» What to work on:
1. Translate this sentence from the passage on rare earths into Spanish: "Rare earth elements are relatively soft, silver-coloured metals."
2. Resume the passage on rare earths, picking up after its final sentence.

» Document passage:

· · · ·

Rare earths – an investment product?

A set of 17 elements are described as rare earth metals, and thus appear in the periodic table of elements. However, this term is misleading, because many of these pure substances are found more frequently in the earth’s crust than gold or platinum, for example. These raw materials are primarily used in industry where they are much in demand.

Rare earth metals – also called Rare Earth Oxides (REO) – have been known in Europe since the 18th century. The term “rare earth elements” was coined at this time, because their discoverers assumed their occurrence should be classified as rather limited. Furthermore, they are oxidized from minerals, which is why the term “earth” was used, this being an older term for oxides.

Rare earth elements are relatively soft, silver-coloured metals. And like silver and other white metals, they tarnish quickly when exposed to air. They offer strong electropositivity and low conductivity, and some of these metals have special functions. For example, gadolinium adheres to magnets in a similar way to iron, and lanthanum has superconductor properties.

Rare earths always occur together, never alone, and they tend to appear in combinations as groups of similar elements. For this reason, these 17 earth elements can be roughly divided into two sub-groups of cerite earths (atomic numbers 58 to 64) and ytter earths (atomic numbers 65 to 71). A distinction can also be made between light and heavy rare earths.

· · · ·

» A block of data:
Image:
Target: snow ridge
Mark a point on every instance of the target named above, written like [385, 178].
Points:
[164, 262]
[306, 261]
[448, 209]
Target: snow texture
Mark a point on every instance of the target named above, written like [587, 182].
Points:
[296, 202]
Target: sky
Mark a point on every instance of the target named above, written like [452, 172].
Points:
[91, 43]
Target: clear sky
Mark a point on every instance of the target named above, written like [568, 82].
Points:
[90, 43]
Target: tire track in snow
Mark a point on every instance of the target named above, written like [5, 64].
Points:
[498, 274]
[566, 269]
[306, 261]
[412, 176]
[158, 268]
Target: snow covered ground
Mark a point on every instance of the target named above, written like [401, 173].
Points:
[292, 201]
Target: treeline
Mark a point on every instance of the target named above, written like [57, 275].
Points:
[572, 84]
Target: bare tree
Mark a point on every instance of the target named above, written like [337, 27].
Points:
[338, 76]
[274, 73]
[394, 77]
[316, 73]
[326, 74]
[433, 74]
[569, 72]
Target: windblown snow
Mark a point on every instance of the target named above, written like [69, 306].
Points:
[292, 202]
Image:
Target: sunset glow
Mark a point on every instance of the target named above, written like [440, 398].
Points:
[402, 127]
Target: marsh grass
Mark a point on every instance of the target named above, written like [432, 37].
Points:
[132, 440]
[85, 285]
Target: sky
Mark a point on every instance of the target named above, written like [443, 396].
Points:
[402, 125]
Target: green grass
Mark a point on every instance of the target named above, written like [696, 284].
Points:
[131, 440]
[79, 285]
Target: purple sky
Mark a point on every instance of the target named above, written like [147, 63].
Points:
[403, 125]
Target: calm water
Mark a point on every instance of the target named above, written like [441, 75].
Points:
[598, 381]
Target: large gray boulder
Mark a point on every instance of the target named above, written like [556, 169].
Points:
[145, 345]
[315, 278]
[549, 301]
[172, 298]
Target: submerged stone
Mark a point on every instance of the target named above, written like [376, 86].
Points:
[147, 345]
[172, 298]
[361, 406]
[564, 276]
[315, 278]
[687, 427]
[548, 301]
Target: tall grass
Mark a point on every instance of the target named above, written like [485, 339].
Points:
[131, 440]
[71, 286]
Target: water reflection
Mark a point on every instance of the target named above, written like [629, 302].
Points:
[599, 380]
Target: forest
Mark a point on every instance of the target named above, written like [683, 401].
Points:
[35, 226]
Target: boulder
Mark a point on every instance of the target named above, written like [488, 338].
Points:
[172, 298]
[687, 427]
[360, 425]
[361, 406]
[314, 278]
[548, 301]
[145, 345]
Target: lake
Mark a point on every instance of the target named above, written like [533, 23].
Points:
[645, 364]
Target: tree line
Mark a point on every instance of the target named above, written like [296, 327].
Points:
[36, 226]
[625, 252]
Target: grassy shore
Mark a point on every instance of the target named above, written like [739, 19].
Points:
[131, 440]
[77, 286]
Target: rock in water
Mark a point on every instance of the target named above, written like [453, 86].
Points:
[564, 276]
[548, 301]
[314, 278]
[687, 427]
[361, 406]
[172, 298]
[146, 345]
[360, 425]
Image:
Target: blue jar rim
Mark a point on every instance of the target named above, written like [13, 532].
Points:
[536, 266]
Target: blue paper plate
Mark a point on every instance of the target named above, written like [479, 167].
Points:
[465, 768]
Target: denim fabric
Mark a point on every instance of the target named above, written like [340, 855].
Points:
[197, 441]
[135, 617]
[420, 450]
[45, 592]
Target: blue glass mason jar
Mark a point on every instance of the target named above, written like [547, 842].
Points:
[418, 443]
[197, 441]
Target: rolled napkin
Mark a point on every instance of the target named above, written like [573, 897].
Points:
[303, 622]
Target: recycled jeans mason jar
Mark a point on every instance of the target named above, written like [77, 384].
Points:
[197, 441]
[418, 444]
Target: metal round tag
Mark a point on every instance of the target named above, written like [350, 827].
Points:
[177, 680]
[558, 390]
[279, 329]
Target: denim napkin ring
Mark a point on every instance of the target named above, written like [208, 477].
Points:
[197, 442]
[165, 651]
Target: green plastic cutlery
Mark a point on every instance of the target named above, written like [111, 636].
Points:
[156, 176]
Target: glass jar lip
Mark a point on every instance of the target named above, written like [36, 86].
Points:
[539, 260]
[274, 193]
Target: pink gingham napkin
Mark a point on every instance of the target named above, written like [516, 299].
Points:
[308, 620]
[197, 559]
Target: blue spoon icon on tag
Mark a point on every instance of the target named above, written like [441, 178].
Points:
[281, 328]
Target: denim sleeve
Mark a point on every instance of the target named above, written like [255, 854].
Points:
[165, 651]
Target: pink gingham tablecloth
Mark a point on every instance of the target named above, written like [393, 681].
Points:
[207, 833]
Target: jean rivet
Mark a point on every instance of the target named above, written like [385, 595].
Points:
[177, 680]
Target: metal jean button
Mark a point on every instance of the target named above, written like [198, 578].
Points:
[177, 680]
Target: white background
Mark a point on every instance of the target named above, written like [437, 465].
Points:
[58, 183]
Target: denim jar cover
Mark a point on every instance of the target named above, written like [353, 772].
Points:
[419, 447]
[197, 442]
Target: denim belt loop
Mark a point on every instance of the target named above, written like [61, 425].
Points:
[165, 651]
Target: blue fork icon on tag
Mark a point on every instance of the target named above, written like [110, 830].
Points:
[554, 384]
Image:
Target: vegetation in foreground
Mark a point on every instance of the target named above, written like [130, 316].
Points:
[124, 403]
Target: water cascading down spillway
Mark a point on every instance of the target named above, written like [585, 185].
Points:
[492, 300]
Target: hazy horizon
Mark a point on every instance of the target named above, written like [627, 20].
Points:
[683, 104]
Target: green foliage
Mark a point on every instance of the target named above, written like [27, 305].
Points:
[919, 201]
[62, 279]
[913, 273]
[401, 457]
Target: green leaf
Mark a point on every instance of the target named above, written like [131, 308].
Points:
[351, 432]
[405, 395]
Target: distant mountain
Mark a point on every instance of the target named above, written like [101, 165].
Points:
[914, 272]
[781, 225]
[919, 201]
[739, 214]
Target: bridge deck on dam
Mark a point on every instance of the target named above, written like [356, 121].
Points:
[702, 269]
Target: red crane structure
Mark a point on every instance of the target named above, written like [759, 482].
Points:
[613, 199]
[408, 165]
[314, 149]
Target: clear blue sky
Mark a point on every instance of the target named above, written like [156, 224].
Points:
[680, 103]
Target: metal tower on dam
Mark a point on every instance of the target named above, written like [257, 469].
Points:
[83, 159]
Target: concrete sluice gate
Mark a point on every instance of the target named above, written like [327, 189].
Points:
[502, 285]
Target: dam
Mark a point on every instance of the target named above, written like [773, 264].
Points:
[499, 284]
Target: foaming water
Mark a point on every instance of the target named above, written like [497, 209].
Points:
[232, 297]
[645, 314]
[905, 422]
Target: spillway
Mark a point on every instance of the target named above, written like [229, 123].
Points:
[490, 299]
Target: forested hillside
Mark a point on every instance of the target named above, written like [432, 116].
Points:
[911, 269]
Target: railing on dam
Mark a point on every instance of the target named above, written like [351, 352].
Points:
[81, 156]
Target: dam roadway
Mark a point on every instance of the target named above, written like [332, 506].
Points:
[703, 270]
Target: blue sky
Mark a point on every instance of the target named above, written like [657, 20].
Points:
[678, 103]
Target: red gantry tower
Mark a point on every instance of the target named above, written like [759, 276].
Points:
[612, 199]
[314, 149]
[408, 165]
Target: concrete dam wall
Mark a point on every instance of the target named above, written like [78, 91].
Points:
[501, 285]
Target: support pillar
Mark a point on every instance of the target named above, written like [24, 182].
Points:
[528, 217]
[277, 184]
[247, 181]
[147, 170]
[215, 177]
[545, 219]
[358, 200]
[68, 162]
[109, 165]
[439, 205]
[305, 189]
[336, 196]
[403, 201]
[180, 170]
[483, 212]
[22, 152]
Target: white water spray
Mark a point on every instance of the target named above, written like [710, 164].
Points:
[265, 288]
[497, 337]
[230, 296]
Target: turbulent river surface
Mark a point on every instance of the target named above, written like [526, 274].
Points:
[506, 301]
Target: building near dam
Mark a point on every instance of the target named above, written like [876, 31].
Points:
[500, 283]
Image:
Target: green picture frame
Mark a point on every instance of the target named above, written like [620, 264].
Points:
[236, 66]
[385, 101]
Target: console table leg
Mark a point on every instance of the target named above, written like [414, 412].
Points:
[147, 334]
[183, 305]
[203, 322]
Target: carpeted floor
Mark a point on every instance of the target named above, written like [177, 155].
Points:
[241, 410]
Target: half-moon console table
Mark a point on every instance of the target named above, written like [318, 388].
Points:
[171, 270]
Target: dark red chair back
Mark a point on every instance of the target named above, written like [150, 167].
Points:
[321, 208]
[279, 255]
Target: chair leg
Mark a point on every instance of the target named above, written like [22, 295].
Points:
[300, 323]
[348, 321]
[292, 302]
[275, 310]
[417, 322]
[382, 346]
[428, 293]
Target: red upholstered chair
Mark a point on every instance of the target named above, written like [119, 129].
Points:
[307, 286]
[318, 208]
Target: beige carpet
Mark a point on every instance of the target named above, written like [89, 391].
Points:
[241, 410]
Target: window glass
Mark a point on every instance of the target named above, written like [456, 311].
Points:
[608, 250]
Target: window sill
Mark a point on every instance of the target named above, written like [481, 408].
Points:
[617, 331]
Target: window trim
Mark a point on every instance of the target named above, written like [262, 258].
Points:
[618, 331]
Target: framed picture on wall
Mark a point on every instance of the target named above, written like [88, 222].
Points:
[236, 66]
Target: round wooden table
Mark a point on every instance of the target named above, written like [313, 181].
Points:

· · · ·

» Expected answers:
1. Los elementos de tierras raras son metales relativamente blandos y de color plateado.

2.
Rare elements in the periodic table

On average, the light rare earth elements lanthanum (57), cerium (58), praseodymium (59) and neodymium (60) account for more than 95 percent of rare earth metals. The rest occur in much smaller proportions, and comprise a group consisting of the heavy rare earths scandium (21), yttrium (39), promethium (61), samarium (62), europium (63), gadolinium (64), terbium (65), dysprosium (66 ), holmium (67), erbium (68), thulium (69), ytterbium (70), and lutetium (71). With the exception of scandium and yttrium, all earth elements follow lanthanum in the periodic table of metals, which is why they are called lanthanides, or lanthanoids.

The lanthanides are listed in the periodic table of elements on the second row up from the bottom.
Image of the periodic table of elements
© Stefan Yang - stock.adobe.com

Where are rare earths mined and processed?

Rare earth elements do not occur as pure metals or oxides, but have to be extracted from ores. They are found as a compound substance, particularly in the minerals bastnaesite, monazite and xenotime. Their occurrence is mainly concentrated in Australia, Brazil, China, India, Madagascar, Myanmar, Russia, Thailand, USA and Vietnam. More than half the world’s production comes from the Bayan Obo mining district in China’s Inner Mongolia. Other mines important to the world market are Mountain Pass in the US state of California and Mount Weld in Western Australia.

According to Statista*, around 240,000 tonnes of REO were mined worldwide in 2020. China accounted for 140,000 tonnes of this total, while the USA contributed 38,000 tonnes. Significant amounts were also mined by Myanmar (30,000) and Australia (17,000). For European industry, this creates a further dependence on China as an important trading partner.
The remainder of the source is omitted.